Material for the task below:

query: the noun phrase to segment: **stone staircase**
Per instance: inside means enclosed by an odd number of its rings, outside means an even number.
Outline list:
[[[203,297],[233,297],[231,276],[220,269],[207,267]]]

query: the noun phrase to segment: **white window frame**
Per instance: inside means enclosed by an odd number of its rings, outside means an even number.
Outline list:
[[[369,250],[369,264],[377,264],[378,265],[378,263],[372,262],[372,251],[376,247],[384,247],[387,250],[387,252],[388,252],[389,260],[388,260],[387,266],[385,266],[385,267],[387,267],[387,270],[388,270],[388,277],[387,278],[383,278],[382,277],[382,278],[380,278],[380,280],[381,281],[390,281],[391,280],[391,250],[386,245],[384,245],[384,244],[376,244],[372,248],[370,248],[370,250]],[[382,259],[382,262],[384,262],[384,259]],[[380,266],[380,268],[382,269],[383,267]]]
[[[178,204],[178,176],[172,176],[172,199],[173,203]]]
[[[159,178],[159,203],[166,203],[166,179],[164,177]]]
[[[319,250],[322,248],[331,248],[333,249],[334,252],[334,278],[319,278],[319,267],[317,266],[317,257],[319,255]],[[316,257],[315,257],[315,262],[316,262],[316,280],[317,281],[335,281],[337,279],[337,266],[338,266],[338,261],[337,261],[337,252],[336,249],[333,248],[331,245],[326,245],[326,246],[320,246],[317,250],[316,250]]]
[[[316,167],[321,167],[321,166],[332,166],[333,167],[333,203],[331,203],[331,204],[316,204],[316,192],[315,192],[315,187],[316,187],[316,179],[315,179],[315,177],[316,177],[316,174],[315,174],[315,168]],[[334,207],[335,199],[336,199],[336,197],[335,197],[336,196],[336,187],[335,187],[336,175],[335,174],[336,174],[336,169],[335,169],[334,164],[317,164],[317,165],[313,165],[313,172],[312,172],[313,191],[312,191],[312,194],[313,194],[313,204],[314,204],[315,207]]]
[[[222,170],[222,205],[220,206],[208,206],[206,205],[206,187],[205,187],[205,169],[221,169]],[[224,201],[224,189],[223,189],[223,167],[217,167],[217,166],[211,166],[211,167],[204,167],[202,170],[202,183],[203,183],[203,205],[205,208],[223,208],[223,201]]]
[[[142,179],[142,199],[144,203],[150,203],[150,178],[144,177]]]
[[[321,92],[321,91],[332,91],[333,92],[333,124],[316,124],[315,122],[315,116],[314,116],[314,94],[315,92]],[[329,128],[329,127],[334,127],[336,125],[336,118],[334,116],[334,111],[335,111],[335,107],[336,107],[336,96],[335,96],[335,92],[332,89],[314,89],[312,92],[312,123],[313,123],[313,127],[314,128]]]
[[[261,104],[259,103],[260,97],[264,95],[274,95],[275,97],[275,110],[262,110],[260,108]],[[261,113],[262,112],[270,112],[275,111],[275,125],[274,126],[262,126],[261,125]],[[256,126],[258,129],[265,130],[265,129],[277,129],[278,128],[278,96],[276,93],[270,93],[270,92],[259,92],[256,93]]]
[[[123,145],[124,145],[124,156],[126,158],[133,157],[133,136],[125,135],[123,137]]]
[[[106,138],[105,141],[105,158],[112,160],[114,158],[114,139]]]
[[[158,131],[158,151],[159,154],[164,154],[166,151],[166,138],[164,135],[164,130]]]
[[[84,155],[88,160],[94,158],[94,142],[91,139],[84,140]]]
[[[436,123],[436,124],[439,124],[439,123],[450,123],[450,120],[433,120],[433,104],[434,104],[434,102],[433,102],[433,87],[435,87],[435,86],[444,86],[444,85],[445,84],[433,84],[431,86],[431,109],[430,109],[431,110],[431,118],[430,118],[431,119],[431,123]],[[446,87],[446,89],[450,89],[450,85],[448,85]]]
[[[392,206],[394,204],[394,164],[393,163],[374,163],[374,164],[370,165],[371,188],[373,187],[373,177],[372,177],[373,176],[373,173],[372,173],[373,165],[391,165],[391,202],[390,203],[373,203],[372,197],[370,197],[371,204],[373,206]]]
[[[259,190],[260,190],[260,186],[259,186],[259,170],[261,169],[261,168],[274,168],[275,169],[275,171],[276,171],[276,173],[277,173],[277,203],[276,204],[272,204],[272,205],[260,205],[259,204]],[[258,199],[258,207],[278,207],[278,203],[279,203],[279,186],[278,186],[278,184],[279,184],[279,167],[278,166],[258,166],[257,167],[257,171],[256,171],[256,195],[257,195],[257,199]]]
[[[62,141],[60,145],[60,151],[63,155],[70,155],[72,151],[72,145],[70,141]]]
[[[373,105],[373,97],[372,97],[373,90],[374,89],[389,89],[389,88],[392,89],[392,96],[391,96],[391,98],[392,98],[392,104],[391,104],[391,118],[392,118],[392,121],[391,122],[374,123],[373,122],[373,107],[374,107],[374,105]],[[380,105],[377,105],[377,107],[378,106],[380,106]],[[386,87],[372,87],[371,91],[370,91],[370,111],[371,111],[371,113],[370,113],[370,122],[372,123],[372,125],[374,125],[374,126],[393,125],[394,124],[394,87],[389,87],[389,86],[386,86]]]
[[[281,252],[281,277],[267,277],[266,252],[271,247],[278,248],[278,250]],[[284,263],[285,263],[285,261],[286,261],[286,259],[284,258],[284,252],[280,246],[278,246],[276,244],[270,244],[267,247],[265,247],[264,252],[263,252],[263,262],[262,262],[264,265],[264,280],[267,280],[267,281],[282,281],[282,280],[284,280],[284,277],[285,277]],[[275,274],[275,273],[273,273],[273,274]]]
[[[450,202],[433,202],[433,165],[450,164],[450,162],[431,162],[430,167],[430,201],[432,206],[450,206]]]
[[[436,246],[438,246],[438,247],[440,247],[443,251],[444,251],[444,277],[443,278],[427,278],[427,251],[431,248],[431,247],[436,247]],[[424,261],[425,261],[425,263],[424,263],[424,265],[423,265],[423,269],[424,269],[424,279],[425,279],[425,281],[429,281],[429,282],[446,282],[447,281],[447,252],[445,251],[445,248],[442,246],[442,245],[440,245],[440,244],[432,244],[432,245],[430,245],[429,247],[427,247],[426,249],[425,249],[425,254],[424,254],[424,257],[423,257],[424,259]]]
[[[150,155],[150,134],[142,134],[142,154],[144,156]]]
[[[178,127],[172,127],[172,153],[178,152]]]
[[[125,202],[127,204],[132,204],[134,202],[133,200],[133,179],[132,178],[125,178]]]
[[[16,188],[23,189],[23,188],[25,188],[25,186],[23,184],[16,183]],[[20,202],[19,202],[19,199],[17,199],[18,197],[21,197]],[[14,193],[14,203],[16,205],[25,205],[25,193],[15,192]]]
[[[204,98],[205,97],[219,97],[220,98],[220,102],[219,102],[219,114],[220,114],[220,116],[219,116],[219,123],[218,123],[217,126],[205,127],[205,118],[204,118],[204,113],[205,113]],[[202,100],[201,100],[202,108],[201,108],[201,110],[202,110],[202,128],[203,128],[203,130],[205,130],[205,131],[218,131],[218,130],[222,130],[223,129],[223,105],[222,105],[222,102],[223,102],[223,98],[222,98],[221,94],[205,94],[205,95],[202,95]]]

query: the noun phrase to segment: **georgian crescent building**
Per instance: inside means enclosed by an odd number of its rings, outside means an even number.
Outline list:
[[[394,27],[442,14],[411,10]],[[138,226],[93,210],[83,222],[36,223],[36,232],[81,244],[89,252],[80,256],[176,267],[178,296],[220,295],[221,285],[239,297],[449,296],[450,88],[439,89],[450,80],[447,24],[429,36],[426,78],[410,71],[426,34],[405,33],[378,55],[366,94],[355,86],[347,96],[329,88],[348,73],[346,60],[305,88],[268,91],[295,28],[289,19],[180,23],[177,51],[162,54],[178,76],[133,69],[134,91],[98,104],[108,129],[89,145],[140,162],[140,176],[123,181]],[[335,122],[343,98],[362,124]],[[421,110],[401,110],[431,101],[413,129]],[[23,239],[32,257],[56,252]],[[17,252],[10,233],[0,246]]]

End of Material for the task.

### Problem requirements
All lines of the entries above where "query" turns up should be reported.

### Task output
query: the noun phrase to segment: **stone staircase**
query: the noun phrase to segment: **white window frame**
query: the noun phrase to segment: **georgian crescent building**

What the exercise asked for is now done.